**Given task**
Gather every line of the listing below that contains the word "dark", treating uppercase and lowercase letters as distinct.
==================================================
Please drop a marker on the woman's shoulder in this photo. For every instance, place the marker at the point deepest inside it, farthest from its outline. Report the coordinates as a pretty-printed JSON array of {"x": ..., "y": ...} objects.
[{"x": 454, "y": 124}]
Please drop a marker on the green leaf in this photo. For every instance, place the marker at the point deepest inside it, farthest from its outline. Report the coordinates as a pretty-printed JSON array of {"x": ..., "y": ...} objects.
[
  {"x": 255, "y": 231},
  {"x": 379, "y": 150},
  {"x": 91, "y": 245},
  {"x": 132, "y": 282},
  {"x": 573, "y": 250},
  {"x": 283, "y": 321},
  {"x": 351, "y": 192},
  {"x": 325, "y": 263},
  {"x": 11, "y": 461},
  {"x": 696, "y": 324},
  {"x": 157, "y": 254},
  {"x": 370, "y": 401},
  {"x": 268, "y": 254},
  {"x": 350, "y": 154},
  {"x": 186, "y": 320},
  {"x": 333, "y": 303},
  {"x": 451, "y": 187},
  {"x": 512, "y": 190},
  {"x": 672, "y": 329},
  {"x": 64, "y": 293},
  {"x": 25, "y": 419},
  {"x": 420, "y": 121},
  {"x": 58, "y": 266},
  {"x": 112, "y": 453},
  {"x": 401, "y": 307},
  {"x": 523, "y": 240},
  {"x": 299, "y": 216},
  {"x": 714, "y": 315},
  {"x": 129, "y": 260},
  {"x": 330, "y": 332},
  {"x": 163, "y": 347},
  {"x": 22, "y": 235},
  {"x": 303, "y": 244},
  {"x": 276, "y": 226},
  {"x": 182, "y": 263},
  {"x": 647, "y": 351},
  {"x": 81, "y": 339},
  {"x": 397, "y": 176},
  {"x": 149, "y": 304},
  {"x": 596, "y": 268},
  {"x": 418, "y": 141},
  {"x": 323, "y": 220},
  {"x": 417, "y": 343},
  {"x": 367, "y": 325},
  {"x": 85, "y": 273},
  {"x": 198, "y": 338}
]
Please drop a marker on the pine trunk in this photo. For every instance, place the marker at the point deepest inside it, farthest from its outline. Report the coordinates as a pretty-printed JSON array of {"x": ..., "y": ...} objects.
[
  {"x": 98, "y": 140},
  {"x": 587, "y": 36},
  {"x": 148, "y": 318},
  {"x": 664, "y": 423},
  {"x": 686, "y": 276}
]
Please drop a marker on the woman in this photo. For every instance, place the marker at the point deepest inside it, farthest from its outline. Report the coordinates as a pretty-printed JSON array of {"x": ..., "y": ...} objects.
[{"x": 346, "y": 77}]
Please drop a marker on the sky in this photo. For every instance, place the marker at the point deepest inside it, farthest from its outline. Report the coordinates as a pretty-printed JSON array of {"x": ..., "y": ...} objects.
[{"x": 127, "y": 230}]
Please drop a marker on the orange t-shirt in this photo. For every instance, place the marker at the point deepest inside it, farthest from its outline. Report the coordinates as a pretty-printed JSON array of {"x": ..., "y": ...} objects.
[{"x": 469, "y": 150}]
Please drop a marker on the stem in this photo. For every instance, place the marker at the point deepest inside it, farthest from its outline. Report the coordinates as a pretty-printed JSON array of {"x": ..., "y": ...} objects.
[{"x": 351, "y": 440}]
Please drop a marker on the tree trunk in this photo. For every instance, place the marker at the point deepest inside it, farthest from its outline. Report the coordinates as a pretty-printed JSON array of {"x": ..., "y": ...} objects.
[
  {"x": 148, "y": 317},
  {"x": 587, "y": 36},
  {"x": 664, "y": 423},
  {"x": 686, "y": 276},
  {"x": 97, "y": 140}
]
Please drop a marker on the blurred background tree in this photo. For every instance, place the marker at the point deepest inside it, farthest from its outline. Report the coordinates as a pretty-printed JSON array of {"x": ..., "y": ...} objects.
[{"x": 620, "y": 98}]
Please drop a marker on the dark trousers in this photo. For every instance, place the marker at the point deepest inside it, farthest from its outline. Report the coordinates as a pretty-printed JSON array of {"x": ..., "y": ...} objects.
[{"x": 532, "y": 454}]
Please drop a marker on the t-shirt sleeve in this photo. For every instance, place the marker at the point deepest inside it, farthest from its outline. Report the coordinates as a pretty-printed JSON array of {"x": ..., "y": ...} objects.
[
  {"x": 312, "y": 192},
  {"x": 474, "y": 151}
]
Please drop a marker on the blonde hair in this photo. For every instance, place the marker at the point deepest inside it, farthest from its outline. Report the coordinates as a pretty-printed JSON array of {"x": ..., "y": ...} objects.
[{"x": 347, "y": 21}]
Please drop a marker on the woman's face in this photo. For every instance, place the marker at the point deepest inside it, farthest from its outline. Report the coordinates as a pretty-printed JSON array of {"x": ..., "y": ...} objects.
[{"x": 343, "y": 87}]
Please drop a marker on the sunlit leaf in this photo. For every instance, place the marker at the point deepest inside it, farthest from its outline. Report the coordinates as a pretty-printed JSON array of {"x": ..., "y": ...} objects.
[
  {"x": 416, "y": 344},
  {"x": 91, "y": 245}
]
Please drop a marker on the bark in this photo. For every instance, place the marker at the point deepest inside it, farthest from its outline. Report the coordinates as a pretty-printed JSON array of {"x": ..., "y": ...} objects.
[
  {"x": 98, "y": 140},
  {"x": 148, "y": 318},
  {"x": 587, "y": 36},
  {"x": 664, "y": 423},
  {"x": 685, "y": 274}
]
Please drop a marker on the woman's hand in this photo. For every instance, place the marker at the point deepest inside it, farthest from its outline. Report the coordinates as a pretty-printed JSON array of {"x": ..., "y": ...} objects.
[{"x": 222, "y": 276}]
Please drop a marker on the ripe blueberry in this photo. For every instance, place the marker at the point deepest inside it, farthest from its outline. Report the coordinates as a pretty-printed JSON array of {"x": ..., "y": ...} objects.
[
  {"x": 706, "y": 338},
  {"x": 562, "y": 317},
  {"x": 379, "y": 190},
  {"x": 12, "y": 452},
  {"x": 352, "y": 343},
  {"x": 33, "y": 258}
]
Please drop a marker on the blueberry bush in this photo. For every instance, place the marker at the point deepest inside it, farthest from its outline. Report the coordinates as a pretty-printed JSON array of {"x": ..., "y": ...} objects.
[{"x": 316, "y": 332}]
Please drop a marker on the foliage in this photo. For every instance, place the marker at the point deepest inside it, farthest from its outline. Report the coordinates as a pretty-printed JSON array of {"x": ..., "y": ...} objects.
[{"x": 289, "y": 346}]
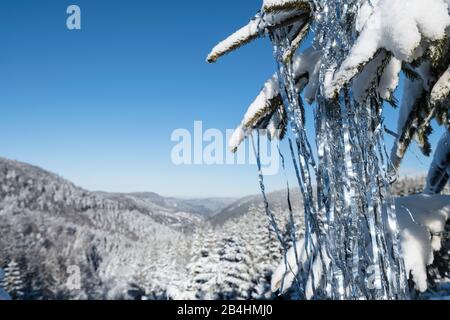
==================================================
**Task response**
Please drop a marker on the dark trousers in this photo. For every instance, place the marker at the point deepest inside it, farthest from its outline. Report the coordinates as a pretty-printed JSON array of {"x": ..., "y": ...} objects.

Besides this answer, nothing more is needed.